[GIVEN EXERCISE A]:
Write out the weather storytime post below word for word.

[READING PASSAGE]:
Right As Rain: An Outdoor Storytime About the Weather

I had a fun time at our Toddler Outdoor Storytime yesterday. Lately, the weather here in the Bay Area has been interesting, to say the least. On top of the usual fog and rain, we now have bomb cyclones and atmospheric rivers. So it seemed like the perfect time to do a Weather theme.

Here are the books and songs that I did:


Are You Ready to Play Outside? by Mo Willems

This Elephant and Piggie book worked really well for my theme. Piggie is excited to play outside with Gerald, until it starts to rain. But a pair of playful worms convince the two friends that they can still have just as much fun in the rain. Some of the kids joined in on the running and jumping parts, and as a special surprise, I sprayed a tiny bit of water into the crowd with a water sprayer in the part of the book where the rain started.

Sometimes Rain by Meg Fleming; illustrated by Diana Sudyka

This simple rhyming book describes different types of weather and activities that sometimes happen as the seasons change (playing on the beach in the summer, jumping in leaves in the fall, etc.). I wish I had thought to bring some actual fall leaves to give out or scatter into the crowd. Unfortunately, my coworker who usually walks around with a second copy of the book was out sick, so it was a bit hard for the kids to see the illustrations, which are beautiful, but a little small for an outdoor setting.

Dataset rows:

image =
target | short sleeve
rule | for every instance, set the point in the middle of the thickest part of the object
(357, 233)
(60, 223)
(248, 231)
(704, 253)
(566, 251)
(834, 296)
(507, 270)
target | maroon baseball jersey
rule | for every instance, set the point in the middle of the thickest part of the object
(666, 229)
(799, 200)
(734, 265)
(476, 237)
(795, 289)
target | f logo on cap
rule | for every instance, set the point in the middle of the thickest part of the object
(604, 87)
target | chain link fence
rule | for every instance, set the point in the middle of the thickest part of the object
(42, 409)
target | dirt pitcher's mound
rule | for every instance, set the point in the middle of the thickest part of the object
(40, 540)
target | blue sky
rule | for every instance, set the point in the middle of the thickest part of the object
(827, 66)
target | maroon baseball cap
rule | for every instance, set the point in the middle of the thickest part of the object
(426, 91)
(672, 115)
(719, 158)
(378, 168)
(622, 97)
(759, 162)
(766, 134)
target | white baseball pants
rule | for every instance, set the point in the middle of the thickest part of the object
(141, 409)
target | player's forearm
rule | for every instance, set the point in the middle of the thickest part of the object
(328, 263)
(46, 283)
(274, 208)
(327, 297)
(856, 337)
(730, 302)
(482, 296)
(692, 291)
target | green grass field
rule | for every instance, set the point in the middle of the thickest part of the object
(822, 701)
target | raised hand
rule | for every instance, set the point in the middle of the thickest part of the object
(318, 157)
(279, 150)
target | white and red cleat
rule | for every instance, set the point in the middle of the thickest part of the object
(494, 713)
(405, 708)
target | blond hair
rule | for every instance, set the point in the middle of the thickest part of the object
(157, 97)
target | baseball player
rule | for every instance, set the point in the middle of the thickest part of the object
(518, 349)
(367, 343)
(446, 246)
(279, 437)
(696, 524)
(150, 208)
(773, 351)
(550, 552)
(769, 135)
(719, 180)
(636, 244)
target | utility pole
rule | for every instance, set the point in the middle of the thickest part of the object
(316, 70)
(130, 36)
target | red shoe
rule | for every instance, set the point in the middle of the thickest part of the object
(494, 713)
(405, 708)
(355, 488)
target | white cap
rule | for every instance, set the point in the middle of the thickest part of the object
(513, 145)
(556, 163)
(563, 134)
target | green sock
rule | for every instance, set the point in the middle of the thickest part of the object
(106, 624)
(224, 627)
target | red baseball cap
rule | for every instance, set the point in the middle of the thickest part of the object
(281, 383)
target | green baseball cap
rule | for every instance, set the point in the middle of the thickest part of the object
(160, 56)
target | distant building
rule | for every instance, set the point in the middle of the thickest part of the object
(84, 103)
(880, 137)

==

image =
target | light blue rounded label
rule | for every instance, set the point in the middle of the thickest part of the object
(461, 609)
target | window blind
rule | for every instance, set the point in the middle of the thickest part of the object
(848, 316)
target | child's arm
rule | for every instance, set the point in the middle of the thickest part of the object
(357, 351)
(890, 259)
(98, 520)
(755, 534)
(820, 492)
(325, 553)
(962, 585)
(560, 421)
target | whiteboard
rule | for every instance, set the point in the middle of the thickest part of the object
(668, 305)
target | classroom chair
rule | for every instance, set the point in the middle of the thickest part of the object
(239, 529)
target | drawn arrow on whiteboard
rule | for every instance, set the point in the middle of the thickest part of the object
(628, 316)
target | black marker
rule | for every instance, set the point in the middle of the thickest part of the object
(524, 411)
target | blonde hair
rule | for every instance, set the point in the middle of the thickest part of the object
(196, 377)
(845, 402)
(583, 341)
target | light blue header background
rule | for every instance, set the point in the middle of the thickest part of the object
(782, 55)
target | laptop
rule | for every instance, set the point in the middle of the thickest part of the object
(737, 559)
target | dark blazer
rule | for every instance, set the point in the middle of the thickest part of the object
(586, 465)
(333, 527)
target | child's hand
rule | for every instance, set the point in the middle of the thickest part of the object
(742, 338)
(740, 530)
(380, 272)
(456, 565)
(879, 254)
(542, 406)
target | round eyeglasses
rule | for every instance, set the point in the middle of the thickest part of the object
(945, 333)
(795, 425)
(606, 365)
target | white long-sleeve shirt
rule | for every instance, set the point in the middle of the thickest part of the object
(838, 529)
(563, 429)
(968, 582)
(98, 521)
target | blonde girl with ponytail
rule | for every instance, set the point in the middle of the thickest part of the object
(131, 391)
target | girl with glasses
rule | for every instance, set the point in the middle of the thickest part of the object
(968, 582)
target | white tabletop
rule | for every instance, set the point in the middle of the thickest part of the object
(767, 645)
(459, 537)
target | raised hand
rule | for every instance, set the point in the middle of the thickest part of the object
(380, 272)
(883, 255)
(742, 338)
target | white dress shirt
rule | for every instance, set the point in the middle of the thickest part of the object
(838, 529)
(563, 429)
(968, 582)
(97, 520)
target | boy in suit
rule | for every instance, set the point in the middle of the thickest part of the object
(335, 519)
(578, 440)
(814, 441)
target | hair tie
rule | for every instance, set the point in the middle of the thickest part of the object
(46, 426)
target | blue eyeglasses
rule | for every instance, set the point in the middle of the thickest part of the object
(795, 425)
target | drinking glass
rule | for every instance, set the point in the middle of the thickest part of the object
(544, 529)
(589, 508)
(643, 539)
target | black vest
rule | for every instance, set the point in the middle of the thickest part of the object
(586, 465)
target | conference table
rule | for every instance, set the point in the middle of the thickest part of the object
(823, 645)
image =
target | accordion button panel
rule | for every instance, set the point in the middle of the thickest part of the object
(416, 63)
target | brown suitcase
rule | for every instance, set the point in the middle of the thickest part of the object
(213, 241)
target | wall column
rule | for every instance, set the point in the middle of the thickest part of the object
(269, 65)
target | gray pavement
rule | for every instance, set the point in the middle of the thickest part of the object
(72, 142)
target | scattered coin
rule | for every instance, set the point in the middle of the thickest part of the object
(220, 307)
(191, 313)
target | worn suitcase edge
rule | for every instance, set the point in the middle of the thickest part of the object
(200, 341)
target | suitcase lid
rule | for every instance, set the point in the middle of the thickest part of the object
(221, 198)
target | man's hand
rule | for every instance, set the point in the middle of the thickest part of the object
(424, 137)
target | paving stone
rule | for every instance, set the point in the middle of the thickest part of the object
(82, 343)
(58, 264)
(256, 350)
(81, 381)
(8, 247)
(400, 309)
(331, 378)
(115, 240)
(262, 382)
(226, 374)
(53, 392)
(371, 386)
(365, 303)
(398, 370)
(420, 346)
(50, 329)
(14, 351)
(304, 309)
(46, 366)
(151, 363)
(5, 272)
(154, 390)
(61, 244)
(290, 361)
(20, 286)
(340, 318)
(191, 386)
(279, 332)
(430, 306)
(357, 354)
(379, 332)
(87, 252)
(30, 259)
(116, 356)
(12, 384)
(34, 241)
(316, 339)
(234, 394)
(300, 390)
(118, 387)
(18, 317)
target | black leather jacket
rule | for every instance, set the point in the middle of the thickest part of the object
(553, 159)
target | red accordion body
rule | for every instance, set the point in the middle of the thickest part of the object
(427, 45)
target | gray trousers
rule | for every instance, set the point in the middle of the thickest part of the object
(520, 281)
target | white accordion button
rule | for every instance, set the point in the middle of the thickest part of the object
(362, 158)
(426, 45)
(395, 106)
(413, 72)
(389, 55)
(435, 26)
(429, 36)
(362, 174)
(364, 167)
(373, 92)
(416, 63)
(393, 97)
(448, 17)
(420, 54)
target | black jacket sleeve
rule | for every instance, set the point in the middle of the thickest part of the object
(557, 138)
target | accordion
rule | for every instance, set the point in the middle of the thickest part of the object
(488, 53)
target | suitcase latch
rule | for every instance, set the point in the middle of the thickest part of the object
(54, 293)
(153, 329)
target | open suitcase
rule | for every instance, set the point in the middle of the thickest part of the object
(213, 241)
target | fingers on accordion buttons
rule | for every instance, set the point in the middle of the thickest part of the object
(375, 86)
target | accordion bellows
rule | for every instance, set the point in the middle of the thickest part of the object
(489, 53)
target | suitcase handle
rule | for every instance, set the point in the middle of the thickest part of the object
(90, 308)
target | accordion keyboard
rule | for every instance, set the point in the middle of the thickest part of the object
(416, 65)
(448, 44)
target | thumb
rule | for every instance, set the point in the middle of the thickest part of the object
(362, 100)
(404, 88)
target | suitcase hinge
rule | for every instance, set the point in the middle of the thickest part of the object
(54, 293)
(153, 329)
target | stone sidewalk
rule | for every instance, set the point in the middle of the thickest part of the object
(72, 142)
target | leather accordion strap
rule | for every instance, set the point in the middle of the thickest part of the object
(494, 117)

[GIVEN EXERCISE B]:
Please return every line of the entries above that contains the string "black". Case counts.

[EXERCISE ANSWER A]:
Right As Rain: An Outdoor Storytime About the Weather

I had a fun time at our Toddler Outdoor Storytime yesterday. Lately, the weather here in the Bay Area has been interesting, to say the least. On top of the usual fog and rain, we now have bomb cyclones and atmospheric rivers. So it seemed like the perfect time to do a Weather theme.

Here are the books and songs that I did:


Are You Ready to Play Outside? by Mo Willems

This Elephant and Piggie book worked really well for my theme. Piggie is excited to play outside with Gerald, until it starts to rain. But a pair of playful worms convince the two friends that they can still have just as much fun in the rain. Some of the kids joined in on the running and jumping parts, and as a special surprise, I sprayed a tiny bit of water into the crowd with a water sprayer in the part of the book where the rain started.

Sometimes Rain by Meg Fleming; illustrated by Diana Sudyka

This simple rhyming book describes different types of weather and activities that sometimes happen as the seasons change (playing on the beach in the summer, jumping in leaves in the fall, etc.). I wish I had thought to bring some actual fall leaves to give out or scatter into the crowd. Unfortunately, my coworker who usually walks around with a second copy of the book was out sick, so it was a bit hard for the kids to see the illustrations, which are beautiful, but a little small for an outdoor setting.

[EXERCISE ANSWER B]:
target | black marker
target | black vest
target | black leather jacket
target | black jacket sleeve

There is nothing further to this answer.